▸ TEXTE PROPOSÉ:

※

L’Union européenne est contrainte de participer aux guerres US
Depuis le Traité de Maastricht, tous les membres de l’Union européenne (y compris des pays neutres) ont placé leur défense sous la suzeraineté de l’Otan ; laquelle est exclusivement dirigée par les États-Unis. C’est pourquoi, lorsque le Pentagone délègue au département du Trésor le siège économique des pays qu’il veut écraser, tous les membres de l’Union européenne et de l’Otan sont contraints d’appliquer les sanctions US.
Après la perte de sa majorité à la Chambre des Représentants lors des élections de mi-mandat, le président Trump s’est trouvé de nouveaux alliés en échange de sa relaxe par le procureur Mueller de l’accusation de haute trahison [1]. Il soutient désormais les objectifs de ses généraux. L’impérialisme US est de retour [2].
En moins de six mois, les fondements des relations internationales ont été « rebootés ». La guerre qu’Hillary Clinton avait promis de déclencher a bien été déclarée, mais pas exclusivement par la force militaire.
Ce changement des règles du jeu, sans équivalent depuis la fin de la Seconde Guerre mondiale, contraint immédiatement la totalité des acteurs à repenser leur stratégie et donc tous les dispositifs d’alliance sur lesquels ils se reposaient. Ceux qui tarderont en paieront les frais.

※

▸ DONNÉES ENREGISTRÉES:

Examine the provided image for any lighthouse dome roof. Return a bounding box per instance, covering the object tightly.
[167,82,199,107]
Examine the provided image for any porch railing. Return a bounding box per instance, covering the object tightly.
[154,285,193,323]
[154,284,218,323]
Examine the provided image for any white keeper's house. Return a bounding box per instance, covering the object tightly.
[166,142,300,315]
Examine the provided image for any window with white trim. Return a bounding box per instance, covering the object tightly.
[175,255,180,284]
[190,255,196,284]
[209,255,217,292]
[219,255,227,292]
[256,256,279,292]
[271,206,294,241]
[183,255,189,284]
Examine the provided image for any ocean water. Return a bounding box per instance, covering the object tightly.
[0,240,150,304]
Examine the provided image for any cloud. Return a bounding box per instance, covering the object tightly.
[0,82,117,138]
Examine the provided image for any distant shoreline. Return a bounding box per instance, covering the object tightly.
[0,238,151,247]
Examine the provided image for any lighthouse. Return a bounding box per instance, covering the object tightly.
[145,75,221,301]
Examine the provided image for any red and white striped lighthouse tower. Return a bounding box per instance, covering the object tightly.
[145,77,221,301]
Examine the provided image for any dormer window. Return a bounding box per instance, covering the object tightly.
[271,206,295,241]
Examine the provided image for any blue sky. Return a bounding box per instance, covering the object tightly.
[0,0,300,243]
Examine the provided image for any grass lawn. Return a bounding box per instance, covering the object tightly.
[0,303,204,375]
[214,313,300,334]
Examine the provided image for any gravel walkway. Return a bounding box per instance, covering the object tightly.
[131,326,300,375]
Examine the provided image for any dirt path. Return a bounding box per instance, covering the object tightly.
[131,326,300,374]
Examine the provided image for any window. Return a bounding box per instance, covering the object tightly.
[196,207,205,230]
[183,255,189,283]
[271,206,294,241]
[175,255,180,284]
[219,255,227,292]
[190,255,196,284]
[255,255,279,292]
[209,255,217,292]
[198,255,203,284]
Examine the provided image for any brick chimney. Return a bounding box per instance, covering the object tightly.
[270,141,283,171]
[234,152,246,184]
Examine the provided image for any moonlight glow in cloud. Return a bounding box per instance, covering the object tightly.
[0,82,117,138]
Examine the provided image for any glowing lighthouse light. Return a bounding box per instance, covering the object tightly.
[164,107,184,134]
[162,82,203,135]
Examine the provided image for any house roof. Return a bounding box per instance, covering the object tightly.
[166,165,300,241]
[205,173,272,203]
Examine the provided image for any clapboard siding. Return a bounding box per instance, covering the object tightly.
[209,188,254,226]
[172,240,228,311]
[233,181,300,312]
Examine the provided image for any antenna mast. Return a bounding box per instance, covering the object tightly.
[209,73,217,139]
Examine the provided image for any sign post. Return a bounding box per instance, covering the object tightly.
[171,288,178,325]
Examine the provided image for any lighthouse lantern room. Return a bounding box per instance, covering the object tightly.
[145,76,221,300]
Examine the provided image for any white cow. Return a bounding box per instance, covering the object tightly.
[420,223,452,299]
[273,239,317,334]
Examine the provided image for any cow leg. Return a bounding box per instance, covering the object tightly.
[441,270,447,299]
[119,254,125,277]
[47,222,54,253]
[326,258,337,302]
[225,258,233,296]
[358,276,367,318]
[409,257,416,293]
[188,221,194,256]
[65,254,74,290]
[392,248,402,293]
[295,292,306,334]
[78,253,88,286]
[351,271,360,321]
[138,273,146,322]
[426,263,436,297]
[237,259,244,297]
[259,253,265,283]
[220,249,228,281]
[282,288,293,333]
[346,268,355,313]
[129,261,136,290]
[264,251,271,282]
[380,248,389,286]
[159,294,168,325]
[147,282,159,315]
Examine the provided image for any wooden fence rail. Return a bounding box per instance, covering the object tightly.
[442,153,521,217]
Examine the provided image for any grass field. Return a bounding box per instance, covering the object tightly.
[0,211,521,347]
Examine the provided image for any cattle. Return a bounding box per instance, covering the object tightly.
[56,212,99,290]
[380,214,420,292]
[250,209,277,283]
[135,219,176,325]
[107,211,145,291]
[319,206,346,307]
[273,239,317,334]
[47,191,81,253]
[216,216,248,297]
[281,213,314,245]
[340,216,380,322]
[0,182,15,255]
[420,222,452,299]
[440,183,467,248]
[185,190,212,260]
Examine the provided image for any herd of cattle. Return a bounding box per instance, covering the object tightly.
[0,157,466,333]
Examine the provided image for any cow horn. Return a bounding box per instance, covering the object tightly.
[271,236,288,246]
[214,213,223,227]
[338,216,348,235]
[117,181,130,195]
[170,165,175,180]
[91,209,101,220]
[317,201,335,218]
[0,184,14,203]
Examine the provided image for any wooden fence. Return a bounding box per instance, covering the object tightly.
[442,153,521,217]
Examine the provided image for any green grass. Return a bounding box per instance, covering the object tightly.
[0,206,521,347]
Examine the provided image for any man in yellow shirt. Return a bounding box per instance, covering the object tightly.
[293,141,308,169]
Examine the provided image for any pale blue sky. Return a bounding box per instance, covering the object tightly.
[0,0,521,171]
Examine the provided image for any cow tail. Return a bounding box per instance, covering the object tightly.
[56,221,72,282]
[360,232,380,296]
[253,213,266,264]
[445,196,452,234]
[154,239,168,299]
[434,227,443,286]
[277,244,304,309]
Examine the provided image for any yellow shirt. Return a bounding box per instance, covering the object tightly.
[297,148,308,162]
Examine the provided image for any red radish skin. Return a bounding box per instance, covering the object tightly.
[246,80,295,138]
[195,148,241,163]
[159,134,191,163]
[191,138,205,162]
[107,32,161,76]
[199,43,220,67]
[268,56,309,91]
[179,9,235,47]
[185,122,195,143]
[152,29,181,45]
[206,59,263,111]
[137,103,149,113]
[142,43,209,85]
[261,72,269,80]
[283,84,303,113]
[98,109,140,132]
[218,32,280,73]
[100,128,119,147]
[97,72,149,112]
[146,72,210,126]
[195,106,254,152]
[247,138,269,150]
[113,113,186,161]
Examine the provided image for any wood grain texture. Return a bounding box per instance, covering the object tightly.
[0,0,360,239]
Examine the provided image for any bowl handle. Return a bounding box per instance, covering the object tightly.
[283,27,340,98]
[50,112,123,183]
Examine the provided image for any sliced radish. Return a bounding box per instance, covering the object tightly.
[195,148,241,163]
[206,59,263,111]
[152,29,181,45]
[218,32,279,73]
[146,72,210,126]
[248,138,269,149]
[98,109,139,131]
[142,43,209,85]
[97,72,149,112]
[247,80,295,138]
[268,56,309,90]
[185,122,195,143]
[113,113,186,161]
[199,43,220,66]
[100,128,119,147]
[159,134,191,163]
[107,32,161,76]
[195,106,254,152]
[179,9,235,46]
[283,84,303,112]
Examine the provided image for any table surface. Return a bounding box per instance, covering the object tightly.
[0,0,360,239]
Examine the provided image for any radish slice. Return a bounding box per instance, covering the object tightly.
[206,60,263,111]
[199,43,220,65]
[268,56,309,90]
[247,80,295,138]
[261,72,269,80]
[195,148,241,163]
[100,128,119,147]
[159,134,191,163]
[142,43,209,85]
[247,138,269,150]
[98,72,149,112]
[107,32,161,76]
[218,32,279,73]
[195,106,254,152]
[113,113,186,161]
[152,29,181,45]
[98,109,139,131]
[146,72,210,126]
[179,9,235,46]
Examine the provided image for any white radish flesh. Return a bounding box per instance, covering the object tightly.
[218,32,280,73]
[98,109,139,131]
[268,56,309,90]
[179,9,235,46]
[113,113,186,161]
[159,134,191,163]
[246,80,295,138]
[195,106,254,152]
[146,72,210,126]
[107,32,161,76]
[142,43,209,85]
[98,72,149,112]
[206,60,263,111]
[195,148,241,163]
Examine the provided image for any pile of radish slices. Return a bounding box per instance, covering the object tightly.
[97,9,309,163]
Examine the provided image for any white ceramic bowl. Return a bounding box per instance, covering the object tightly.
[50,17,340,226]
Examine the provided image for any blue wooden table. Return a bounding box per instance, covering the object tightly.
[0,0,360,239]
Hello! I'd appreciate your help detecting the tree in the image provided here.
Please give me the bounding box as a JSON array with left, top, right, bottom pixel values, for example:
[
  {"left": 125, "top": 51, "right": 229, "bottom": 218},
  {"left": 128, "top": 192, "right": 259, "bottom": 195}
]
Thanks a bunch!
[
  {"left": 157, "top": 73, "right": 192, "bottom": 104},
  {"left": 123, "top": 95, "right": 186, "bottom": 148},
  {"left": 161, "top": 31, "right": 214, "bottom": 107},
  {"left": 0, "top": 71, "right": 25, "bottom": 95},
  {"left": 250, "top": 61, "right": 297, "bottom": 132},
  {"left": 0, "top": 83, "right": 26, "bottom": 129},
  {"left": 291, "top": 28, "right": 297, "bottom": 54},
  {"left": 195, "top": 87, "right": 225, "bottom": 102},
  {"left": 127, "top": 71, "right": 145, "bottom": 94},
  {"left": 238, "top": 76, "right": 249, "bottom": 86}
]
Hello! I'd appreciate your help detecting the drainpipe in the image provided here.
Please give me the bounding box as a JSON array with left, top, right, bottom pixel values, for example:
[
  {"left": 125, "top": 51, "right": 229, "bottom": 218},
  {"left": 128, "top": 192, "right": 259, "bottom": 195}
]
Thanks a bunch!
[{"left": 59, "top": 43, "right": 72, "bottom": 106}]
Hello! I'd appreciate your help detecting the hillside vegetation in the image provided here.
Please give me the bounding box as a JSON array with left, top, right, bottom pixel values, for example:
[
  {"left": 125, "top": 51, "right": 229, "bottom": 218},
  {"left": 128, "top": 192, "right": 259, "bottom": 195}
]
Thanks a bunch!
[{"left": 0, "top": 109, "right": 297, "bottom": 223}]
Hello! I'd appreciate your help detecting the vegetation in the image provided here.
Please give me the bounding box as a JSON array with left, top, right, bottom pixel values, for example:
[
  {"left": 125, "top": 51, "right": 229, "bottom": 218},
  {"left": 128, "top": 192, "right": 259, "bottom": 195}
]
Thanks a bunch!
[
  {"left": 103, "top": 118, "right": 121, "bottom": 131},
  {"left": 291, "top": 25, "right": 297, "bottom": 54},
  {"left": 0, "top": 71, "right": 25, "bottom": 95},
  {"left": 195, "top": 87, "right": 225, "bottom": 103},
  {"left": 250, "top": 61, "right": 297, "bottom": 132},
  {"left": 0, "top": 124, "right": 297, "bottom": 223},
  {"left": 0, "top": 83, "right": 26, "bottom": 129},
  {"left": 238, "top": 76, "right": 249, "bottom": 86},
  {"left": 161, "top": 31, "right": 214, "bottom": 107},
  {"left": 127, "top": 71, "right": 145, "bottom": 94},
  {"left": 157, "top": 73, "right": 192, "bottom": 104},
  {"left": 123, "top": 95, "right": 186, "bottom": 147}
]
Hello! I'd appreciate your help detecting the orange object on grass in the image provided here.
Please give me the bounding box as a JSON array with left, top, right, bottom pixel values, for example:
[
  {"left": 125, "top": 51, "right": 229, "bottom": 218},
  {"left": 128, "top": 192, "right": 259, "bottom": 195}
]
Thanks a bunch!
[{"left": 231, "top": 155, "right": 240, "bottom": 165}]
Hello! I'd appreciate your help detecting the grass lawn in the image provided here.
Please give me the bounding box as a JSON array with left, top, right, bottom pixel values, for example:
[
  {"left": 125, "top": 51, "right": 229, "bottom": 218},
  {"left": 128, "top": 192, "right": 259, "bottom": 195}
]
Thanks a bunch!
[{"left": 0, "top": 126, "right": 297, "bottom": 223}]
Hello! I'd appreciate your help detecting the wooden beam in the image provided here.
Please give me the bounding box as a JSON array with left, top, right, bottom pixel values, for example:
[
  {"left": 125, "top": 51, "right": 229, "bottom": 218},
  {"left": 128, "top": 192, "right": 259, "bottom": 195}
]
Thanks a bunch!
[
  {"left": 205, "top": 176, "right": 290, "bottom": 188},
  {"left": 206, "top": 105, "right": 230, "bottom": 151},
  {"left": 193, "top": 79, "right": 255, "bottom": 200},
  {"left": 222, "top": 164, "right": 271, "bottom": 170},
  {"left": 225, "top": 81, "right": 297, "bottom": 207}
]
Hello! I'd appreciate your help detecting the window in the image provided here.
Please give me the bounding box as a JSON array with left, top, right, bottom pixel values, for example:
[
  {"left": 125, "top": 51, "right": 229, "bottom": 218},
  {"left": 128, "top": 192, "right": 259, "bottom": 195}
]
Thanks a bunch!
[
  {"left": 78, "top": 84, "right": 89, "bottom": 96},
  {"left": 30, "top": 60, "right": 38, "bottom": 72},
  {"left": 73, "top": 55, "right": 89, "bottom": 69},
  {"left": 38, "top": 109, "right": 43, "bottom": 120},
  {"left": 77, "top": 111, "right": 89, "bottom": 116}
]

※

▸ CONSIGNES:
1. Recopiez le passage du texte sur l'Union européenne et l'Otan, de « Après la perte » à « la force militaire. ».
2. D'après le texte sur l'Union européenne et l'Otan, depuis quel traité les membres de l'Union européenne ont-ils placé leur défense sous la suzeraineté de l'Otan ?

▸ RÉPONSES DE L'EXERCICE:
1.
Après la perte de sa majorité à la Chambre des Représentants lors des élections de mi-mandat, le président Trump s’est trouvé de nouveaux alliés en échange de sa relaxe par le procureur Mueller de l’accusation de haute trahison [1]. Il soutient désormais les objectifs de ses généraux. L’impérialisme US est de retour [2].
En moins de six mois, les fondements des relations internationales ont été « rebootés ». La guerre qu’Hillary Clinton avait promis de déclencher a bien été déclarée, mais pas exclusivement par la force militaire.

2. Depuis le Traité de Maastricht.